- [Work required]: Report how many lines in the items below contain the string "negative". Give only the number.
-- Dataset follows --
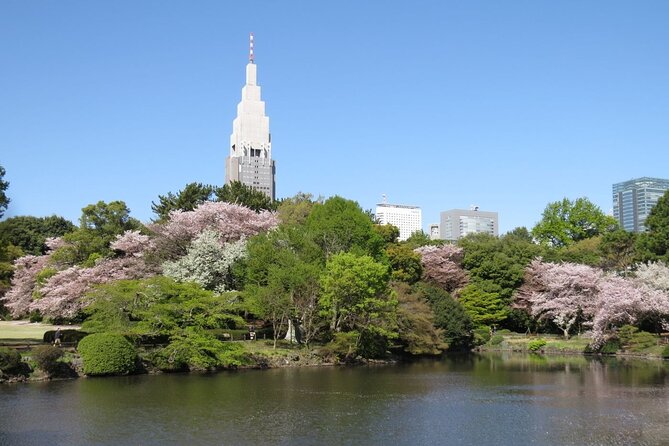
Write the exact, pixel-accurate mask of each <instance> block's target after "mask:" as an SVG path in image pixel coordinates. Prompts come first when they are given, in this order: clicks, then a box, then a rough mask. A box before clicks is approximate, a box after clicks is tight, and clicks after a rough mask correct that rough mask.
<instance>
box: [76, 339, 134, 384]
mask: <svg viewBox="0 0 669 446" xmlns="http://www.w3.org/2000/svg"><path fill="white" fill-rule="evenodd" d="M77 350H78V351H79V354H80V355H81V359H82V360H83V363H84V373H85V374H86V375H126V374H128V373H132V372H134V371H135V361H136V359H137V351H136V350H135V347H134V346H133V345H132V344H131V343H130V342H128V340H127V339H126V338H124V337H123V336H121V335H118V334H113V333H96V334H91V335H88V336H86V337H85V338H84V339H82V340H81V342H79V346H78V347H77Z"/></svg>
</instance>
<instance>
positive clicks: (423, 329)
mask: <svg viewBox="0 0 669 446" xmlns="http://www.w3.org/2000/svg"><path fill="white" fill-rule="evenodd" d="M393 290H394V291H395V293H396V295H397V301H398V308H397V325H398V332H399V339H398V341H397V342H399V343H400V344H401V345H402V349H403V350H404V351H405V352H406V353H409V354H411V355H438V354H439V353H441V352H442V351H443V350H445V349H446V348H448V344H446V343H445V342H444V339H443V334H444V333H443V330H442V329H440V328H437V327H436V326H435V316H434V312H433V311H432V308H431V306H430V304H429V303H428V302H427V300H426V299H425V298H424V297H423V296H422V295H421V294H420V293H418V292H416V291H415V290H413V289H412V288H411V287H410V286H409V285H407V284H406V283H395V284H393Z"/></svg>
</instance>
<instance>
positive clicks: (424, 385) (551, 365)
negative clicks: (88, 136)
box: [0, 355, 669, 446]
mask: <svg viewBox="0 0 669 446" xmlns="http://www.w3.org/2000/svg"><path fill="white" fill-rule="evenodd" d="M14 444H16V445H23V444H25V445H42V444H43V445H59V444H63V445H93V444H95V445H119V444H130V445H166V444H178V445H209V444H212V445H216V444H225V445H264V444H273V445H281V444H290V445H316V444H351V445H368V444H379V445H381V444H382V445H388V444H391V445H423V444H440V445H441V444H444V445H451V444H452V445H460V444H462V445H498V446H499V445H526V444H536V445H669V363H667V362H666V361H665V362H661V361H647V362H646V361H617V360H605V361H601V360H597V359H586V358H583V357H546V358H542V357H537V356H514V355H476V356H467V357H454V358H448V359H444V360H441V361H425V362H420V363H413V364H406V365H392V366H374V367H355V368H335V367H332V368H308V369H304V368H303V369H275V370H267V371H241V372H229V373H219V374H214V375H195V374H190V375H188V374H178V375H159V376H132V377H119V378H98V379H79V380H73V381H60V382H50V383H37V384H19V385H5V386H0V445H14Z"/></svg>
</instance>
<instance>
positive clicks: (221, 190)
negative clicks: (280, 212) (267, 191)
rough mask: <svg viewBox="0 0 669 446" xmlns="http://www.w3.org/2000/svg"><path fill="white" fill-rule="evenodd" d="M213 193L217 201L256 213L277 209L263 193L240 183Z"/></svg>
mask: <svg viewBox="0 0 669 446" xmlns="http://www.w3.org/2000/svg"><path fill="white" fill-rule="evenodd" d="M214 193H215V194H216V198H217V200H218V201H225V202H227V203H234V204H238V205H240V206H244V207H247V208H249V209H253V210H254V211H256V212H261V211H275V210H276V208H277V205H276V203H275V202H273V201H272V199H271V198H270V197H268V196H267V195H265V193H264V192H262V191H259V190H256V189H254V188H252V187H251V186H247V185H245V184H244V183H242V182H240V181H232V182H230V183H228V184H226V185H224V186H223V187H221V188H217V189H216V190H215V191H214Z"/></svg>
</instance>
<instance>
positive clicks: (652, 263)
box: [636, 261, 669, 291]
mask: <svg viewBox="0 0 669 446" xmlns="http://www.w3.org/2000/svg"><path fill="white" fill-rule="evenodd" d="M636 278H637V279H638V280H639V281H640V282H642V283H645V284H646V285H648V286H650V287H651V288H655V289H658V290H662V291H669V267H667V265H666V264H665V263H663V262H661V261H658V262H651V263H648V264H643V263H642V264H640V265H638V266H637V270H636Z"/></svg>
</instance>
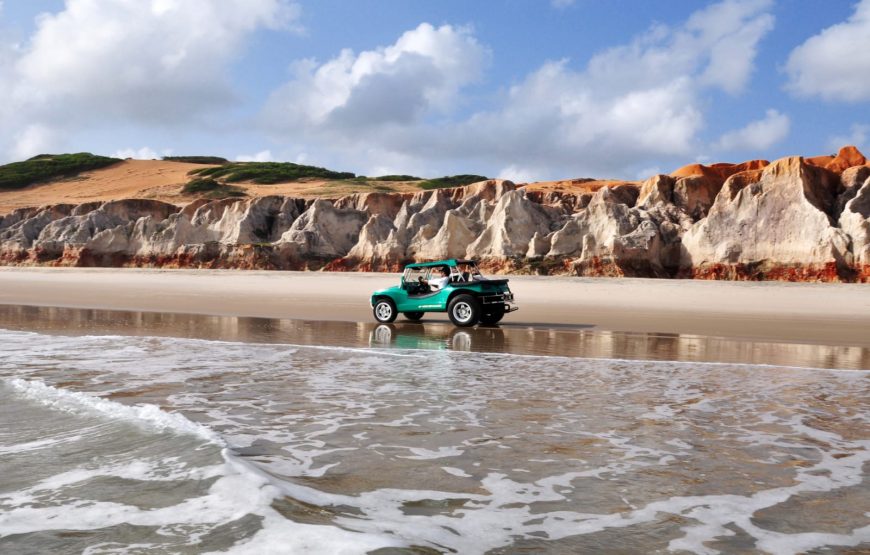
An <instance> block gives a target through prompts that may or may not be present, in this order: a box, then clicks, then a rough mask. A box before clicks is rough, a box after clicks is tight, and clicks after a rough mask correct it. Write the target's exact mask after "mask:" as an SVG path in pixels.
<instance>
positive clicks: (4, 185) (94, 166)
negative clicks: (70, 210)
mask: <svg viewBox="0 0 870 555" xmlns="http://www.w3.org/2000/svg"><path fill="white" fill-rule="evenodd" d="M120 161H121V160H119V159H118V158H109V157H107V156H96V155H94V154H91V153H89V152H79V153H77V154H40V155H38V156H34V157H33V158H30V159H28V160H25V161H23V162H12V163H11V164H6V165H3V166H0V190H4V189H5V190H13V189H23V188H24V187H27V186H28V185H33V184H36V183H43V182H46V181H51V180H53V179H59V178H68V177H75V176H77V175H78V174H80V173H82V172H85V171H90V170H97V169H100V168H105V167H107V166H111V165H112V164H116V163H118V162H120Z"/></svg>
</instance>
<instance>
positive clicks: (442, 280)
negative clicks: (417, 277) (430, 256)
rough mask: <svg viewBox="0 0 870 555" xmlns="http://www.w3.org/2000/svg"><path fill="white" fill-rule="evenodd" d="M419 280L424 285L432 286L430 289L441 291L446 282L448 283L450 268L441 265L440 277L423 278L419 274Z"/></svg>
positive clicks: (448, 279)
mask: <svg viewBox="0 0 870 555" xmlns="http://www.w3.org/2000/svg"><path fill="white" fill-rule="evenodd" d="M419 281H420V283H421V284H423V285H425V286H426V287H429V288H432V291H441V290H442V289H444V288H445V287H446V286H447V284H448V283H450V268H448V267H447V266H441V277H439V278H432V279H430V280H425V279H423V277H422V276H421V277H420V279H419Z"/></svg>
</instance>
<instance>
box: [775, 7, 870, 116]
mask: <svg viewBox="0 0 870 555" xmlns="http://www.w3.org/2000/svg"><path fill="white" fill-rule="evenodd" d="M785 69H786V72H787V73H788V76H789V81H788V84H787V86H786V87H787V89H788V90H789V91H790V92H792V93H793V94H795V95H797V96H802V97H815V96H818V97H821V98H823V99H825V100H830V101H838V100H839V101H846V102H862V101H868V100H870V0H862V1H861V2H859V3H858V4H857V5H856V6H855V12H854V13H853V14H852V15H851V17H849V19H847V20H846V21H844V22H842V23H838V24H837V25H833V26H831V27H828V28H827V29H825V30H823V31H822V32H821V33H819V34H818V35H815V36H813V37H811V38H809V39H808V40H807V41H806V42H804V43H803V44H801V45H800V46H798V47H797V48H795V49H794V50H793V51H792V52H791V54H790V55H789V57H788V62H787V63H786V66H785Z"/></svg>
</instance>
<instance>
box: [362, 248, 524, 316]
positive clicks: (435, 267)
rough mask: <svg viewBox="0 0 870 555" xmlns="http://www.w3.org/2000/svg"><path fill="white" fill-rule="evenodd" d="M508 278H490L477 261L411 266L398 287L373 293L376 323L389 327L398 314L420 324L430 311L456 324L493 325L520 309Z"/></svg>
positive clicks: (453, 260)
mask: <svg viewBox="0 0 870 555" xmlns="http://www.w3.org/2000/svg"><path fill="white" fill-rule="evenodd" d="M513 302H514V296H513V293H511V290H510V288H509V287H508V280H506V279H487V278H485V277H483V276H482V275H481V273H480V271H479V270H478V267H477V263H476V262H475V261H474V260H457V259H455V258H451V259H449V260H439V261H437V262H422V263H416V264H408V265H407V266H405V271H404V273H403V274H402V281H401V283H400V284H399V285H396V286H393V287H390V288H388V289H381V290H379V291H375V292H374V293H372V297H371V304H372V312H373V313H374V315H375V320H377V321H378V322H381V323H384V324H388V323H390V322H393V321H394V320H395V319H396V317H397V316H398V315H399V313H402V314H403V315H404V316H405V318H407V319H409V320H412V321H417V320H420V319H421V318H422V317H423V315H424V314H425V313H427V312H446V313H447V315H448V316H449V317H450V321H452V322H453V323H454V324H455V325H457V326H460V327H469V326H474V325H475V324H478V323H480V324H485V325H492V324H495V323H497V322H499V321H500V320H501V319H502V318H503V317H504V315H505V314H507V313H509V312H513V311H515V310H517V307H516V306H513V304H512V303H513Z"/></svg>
-- Dataset concluded --
- [Exercise answer]: 4